Evidentemente que poderíamos abrir um debate sobre o valor heurístico de cada proposição desse mestre indiano, que cito como exemplo. Mas logo ele, e com ele os seus discípulos, rejeitariam o debate, ao argumento de que o pensamento e a cultura são um mal. Aliás, tal afirmação é feita por esse mestre que cito, sem rebuços: "Esses tipos de disputa são infindáveis. Não participe delas. Ao invés disso, volte a sua mente para o interior e ponha um fim a tudo isso. Todas as disputas são fúteis". Bem, se toda a discussão cessa desde o início, abdica-se de qualquer racionalidade e, em verdade, resta apenas o irracionalismo puro e simples que se arroga uma clarividência que independe do pensamento, das palavras, da razão ou de qualquer lógica. A isso, muitos adotam como uma suprema sabedoria!
Para esse mestre indiano, cuja obra estou lendo, busca explicar o que seria para ele o SER. Diz ele: "O Brahman ou Eu Real é como uma tela de cinema, e o mundo é como as imagens que aparecem nela. Você só vê a imagem enquanto há uma tela. Mas quando o próprio observador se torna a tela apenas o Eu Real permanece". As palavras, que bem poderiam ser enigmáticas, querem dizer o seguinte: o observador deve se perder na realidade que sustenta aquilo que vemos. O mundo, na verdade, não é o real. Nós não somos real (inegável o platonismo aqui), mas o SER - a tela de cinema - só pode ser alcançado quando o observador deixa de existir e passa a fazer parte da tela. Ou seja, o eu tem que se dissolver para tornar-se o EU REAL, que nada mais é do que uma realidade sem o ego, o eu, sem o que me faz pessoa.

Diz o mestre indiano: " Apenas o Eu existe e é real. O mundo, o indivíduo e Deus são criações imaginárias dentro do Eu". Essa negação do indivíduo, do self, termina nos levando para uma negação da história, da cultura e de tudo o que nos cerca. A matéria seria um mal; meu corpo, a minha casa, a "realidade" que me cerca me prenderia e deveria ser destruída para a minha libertação, inclusive de mim mesmo. Como diz esse mestre indiano, "O indivíduo que identifica a sua própria existência com a existência da vida no corpo físico, e o toma como “eu”, é chamado de ego. O Eu Real, que é pura Consciência, não tem sentimento de ego ligado ao corpo. Nem pode o corpo físico, que é por si só inerte, ter esse sentimento de ego. Entre os dois – ou seja, entre o Eu ou pura Consciência e o corpo físico inerte – surge misteriosamente a sensação de ego, ou noção de ‘eu’, este híbrido que não é nenhum dos dois e que floresce como ser individual. Este ego ou ser individual é a raiz de tudo o que é fútil e desagradável na vida. Por isso ele deve ser destruído por qualquer meio possível; então permanece apenas o brilho d’Aquilo que sempre é. Isso é a Libertação, Iluminação ou Auto-Realização".

AÇÕES NECESSÁRIAS:
[A] Reescreva de forma mais breve o parágrafo do texto sobre o mestre indiano que começa com "Para esse mestre indiano, cuja obra estou lendo", mantendo seus fatos principais.
[B] Expresse como uma lista JSON de strings o trecho dos registros que começa na linha que contém "[outline] sign, every instance" e segue até o fim dos registros, com uma string por linha, sem as linhas em branco e sem as imagens.

Registros de anotação
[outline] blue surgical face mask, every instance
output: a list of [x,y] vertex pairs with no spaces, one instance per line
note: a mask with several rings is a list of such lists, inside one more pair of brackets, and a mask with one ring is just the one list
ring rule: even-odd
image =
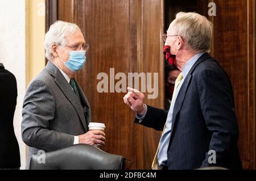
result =
[[73,72],[76,72],[82,69],[86,62],[86,51],[69,50],[69,58],[66,62],[59,58],[65,66]]

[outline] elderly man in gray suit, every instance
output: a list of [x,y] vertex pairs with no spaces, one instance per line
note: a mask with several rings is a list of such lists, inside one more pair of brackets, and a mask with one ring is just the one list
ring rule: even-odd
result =
[[89,49],[81,30],[57,21],[46,33],[45,41],[49,61],[28,86],[22,110],[22,139],[29,146],[26,169],[39,150],[105,144],[103,132],[88,131],[90,106],[74,78],[84,66]]

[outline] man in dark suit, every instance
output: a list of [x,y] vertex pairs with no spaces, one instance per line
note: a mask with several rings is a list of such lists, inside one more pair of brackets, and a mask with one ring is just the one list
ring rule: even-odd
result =
[[168,111],[145,105],[130,89],[124,102],[135,123],[163,131],[153,169],[241,169],[233,93],[227,74],[207,53],[212,26],[196,13],[179,12],[163,35],[166,58],[182,71]]
[[19,145],[13,127],[17,99],[14,75],[0,64],[0,169],[20,167]]

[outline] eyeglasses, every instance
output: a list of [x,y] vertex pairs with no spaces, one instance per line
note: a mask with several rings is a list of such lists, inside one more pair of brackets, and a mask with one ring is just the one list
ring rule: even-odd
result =
[[81,48],[82,48],[82,50],[86,52],[89,50],[89,45],[86,44],[82,44],[81,46],[79,46],[77,45],[72,45],[72,46],[68,46],[65,45],[65,47],[70,48],[72,49],[73,51],[77,51],[80,50]]
[[179,35],[167,35],[167,34],[162,35],[162,38],[164,42],[166,42],[166,39],[167,39],[167,36],[177,36]]

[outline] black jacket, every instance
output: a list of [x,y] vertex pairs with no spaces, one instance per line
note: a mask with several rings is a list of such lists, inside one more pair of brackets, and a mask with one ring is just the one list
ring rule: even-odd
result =
[[13,127],[16,98],[16,79],[0,65],[0,168],[20,166],[19,145]]
[[[148,106],[141,124],[163,131],[167,113]],[[241,169],[232,85],[226,72],[208,53],[196,62],[180,88],[170,134],[169,169]],[[208,162],[211,150],[216,153],[215,164]]]

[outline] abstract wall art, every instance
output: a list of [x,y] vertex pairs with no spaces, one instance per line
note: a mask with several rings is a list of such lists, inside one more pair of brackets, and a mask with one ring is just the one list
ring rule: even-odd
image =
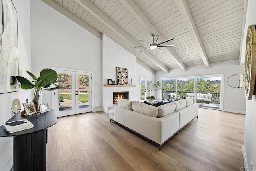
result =
[[0,94],[19,91],[17,11],[11,0],[0,1]]
[[128,71],[127,68],[116,67],[117,85],[128,85]]

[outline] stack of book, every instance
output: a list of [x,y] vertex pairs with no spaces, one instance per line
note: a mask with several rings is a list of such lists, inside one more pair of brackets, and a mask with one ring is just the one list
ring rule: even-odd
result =
[[[14,125],[11,124],[12,123],[13,123],[14,122],[6,122],[3,125],[6,131],[9,132],[9,133],[10,133],[23,131],[30,128],[32,128],[35,127],[35,125],[34,125],[33,123],[27,119],[20,120],[19,121],[22,121],[25,123],[20,125],[11,126],[10,125]],[[14,123],[15,123],[15,121],[14,121]]]

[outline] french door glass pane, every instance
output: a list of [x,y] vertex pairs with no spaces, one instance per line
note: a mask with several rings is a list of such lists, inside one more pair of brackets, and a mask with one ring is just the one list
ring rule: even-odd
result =
[[71,74],[58,74],[58,80],[63,82],[59,84],[66,88],[58,90],[59,111],[72,109],[72,76]]
[[86,75],[78,75],[78,107],[80,109],[90,107],[89,77]]
[[140,100],[144,100],[145,99],[145,80],[140,80]]
[[[187,93],[194,94],[195,79],[194,78],[178,79],[177,80],[177,97],[185,97]],[[194,96],[194,95],[193,95]]]

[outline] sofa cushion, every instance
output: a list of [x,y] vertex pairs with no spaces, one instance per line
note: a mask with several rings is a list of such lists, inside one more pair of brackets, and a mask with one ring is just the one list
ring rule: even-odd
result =
[[204,95],[204,98],[205,98],[206,99],[209,99],[210,97],[212,97],[212,95],[210,93],[208,93]]
[[160,118],[169,114],[175,110],[176,105],[173,103],[165,104],[158,106],[158,113],[157,117]]
[[120,107],[132,110],[132,101],[131,101],[125,99],[117,99],[117,103]]
[[153,117],[157,117],[158,109],[155,106],[138,101],[132,101],[132,106],[134,111]]
[[188,97],[185,99],[186,101],[186,107],[192,105],[194,103],[194,99],[192,97]]
[[186,99],[182,99],[181,100],[173,102],[173,103],[175,103],[176,105],[175,111],[185,107],[186,107]]

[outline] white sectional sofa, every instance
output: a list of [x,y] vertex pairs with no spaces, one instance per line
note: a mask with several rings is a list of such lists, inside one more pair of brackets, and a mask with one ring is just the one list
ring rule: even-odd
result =
[[198,105],[191,97],[157,107],[138,101],[118,99],[118,106],[110,111],[114,121],[158,145],[162,145],[197,117]]

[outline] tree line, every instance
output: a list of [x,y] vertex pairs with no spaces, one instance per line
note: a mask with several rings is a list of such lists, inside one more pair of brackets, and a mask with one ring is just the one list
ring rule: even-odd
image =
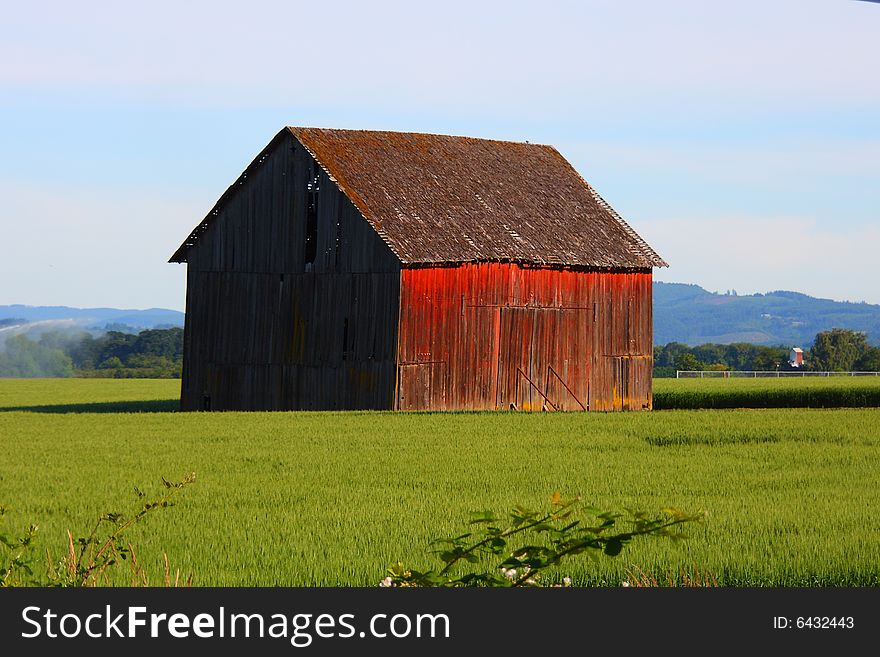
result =
[[179,378],[182,364],[181,328],[107,331],[97,337],[20,334],[7,338],[0,351],[0,377]]
[[868,344],[861,331],[835,328],[816,334],[804,350],[804,365],[788,364],[789,347],[766,347],[747,342],[702,344],[670,342],[654,347],[654,376],[675,376],[676,370],[759,370],[810,372],[880,372],[880,347]]

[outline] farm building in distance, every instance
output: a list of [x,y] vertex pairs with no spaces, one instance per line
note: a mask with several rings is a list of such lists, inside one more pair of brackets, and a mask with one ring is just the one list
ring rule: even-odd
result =
[[652,405],[666,263],[550,146],[285,128],[171,262],[184,410]]

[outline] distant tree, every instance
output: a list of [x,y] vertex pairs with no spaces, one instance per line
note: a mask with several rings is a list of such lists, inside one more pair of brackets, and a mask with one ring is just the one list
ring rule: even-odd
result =
[[834,328],[816,334],[809,351],[807,367],[816,371],[849,372],[868,351],[868,341],[861,331]]
[[697,360],[697,357],[694,356],[691,352],[685,352],[683,354],[679,354],[675,359],[675,369],[677,370],[702,370],[704,368],[703,363]]

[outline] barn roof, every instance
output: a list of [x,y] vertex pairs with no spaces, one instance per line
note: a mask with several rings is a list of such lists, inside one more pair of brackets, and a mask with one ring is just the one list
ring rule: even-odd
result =
[[[287,130],[403,264],[666,266],[552,146],[407,132]],[[216,208],[173,262],[186,260],[213,215]]]

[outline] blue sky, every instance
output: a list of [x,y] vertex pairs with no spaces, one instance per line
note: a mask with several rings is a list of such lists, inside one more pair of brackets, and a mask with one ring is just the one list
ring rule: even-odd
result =
[[184,304],[285,124],[556,146],[658,280],[880,303],[880,6],[42,3],[0,24],[0,304]]

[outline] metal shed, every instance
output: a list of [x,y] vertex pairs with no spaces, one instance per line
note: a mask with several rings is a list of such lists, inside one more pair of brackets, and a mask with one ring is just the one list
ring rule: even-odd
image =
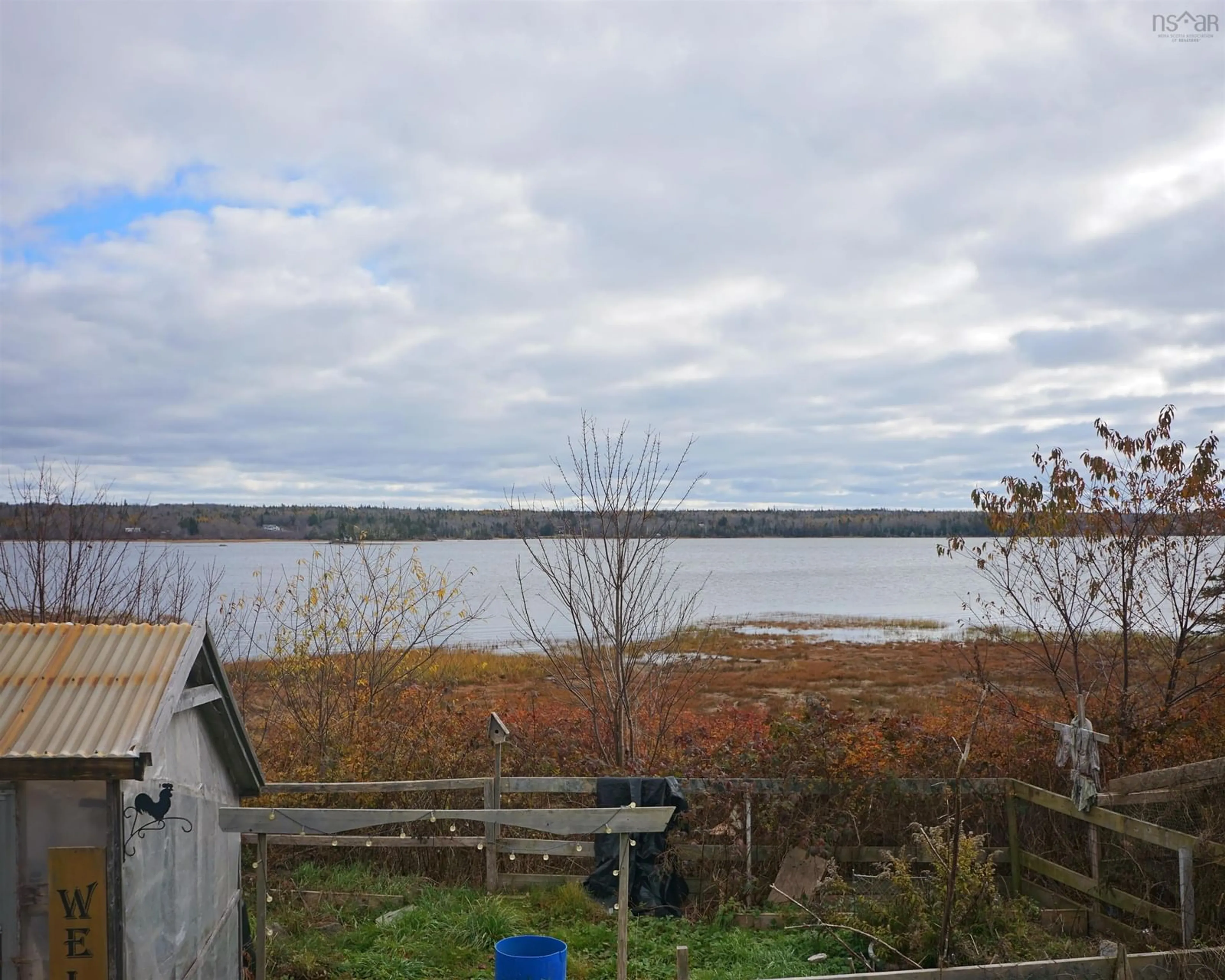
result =
[[205,627],[0,626],[0,980],[236,980],[262,782]]

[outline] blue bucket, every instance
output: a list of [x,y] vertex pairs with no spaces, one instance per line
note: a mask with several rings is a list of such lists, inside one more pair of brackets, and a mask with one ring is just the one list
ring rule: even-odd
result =
[[566,943],[552,936],[507,936],[494,943],[494,980],[566,980]]

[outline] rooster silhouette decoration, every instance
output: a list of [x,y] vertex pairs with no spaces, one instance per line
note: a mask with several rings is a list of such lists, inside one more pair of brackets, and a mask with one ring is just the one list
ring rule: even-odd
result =
[[[124,810],[124,816],[131,821],[131,829],[124,842],[124,854],[131,858],[136,854],[134,838],[145,839],[147,831],[164,831],[168,821],[176,821],[183,824],[185,834],[191,833],[191,821],[186,817],[169,817],[170,797],[174,795],[174,783],[163,783],[162,791],[154,800],[147,793],[140,793],[132,800],[132,805]],[[141,823],[141,821],[145,821]]]

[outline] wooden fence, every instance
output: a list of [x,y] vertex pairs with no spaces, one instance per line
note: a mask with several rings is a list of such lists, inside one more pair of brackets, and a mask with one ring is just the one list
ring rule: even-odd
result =
[[[266,794],[380,794],[380,793],[429,793],[452,790],[481,790],[485,797],[485,809],[481,811],[454,811],[467,816],[463,820],[479,820],[485,822],[485,834],[475,835],[441,835],[430,834],[424,837],[409,837],[401,833],[398,837],[353,837],[341,834],[339,827],[328,831],[321,828],[323,833],[304,835],[294,826],[285,833],[277,822],[261,826],[260,829],[265,839],[279,845],[318,845],[331,844],[333,846],[381,846],[381,848],[475,848],[486,853],[485,883],[490,891],[500,888],[517,889],[537,884],[562,883],[566,881],[582,881],[581,875],[561,873],[506,873],[499,870],[499,855],[556,855],[589,860],[594,856],[593,839],[528,839],[521,837],[503,837],[500,832],[502,824],[514,824],[523,813],[543,813],[549,811],[511,811],[502,810],[501,802],[505,794],[593,794],[595,791],[595,778],[590,777],[506,777],[506,778],[463,778],[463,779],[423,779],[408,782],[385,783],[273,783],[265,786]],[[755,846],[752,843],[752,797],[757,794],[796,793],[807,795],[827,795],[835,789],[824,780],[780,780],[780,779],[679,779],[681,790],[686,795],[693,794],[736,794],[744,799],[744,845],[709,845],[709,844],[681,844],[676,846],[677,856],[682,861],[745,861],[746,876],[751,877],[753,861],[762,861],[772,853],[772,848]],[[496,783],[496,785],[495,785]],[[951,780],[935,779],[895,779],[889,784],[900,794],[930,795],[944,791]],[[1122,911],[1152,922],[1163,930],[1178,935],[1183,946],[1189,946],[1196,936],[1196,905],[1194,905],[1194,861],[1202,860],[1212,864],[1225,862],[1225,844],[1203,840],[1191,834],[1181,833],[1155,823],[1148,823],[1134,817],[1095,806],[1088,812],[1076,809],[1072,800],[1050,790],[1040,789],[1027,783],[1013,779],[968,779],[963,780],[963,788],[985,796],[1002,796],[1006,805],[1008,820],[1008,846],[990,851],[991,860],[997,864],[1008,865],[1011,875],[1011,887],[1014,894],[1028,894],[1042,904],[1067,905],[1066,899],[1060,899],[1054,892],[1039,882],[1027,877],[1031,876],[1056,882],[1058,886],[1085,895],[1090,900],[1085,911],[1087,924],[1098,931],[1121,935],[1127,940],[1136,940],[1137,933],[1116,919],[1102,913],[1102,905],[1111,905]],[[1025,850],[1018,829],[1017,809],[1018,801],[1036,805],[1046,810],[1061,813],[1066,817],[1087,824],[1088,842],[1090,851],[1090,875],[1082,875],[1072,869],[1065,867],[1055,861]],[[244,811],[246,812],[246,811]],[[289,811],[279,811],[289,812]],[[363,812],[374,813],[376,811],[333,811],[333,812]],[[390,818],[392,813],[409,811],[385,811],[388,820],[385,824],[392,824],[404,820]],[[412,811],[418,812],[418,811]],[[442,811],[439,811],[440,813]],[[447,811],[450,812],[450,811]],[[512,817],[513,815],[513,817]],[[363,826],[379,826],[380,821],[370,820]],[[518,823],[517,826],[529,826]],[[1102,883],[1098,873],[1099,853],[1096,843],[1096,831],[1099,828],[1111,831],[1123,837],[1142,840],[1159,848],[1169,849],[1177,854],[1178,861],[1178,905],[1177,908],[1164,908],[1145,900],[1138,895],[1129,894],[1118,888]],[[545,829],[538,827],[537,829]],[[246,835],[246,839],[255,838]],[[833,856],[840,864],[878,862],[887,859],[895,848],[833,848]]]

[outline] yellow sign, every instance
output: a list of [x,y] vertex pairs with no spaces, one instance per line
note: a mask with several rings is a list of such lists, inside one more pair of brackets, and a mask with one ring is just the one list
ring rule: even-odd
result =
[[48,848],[49,980],[107,980],[107,849]]

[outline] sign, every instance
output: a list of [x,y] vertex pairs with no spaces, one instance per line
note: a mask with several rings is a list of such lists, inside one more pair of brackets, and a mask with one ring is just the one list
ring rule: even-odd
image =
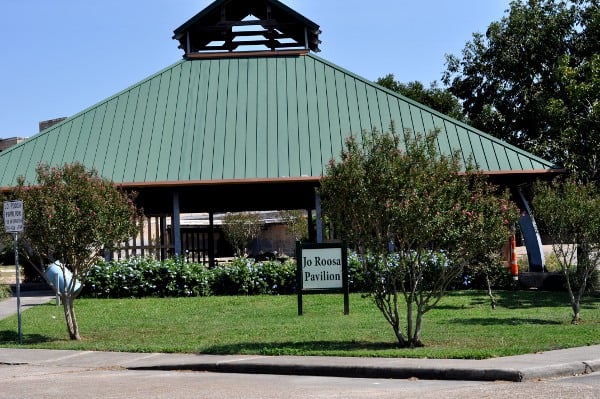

RESPOSTAS DOS EXERCÍCIOS:
[A] O mestre indiano explica o SER por uma imagem. O Brahman, ou Eu Real, é como uma tela de cinema, e o mundo é como as imagens que aparecem nela. Só se vê a imagem enquanto há tela, mas, quando o observador se torna a tela, resta apenas o Eu Real. Segundo o texto, isso quer dizer que o observador deve se perder na realidade que sustenta o que vemos. Nem o mundo nem nós somos o real, o que mostra um platonismo inegável. O SER só é alcançado quando o eu se dissolve na tela e se torna uma realidade sem ego, sem aquilo que faz de alguém uma pessoa.

[B]
[
  "[outline] sign, every instance",
  "output: a list of [x,y] vertex pairs with no spaces, one instance per line",
  "note: a mask with several rings is a list of such lists, inside one more pair of brackets, and a mask with one ring is just the one list",
  "ring rule: even-odd",
  "image ="
]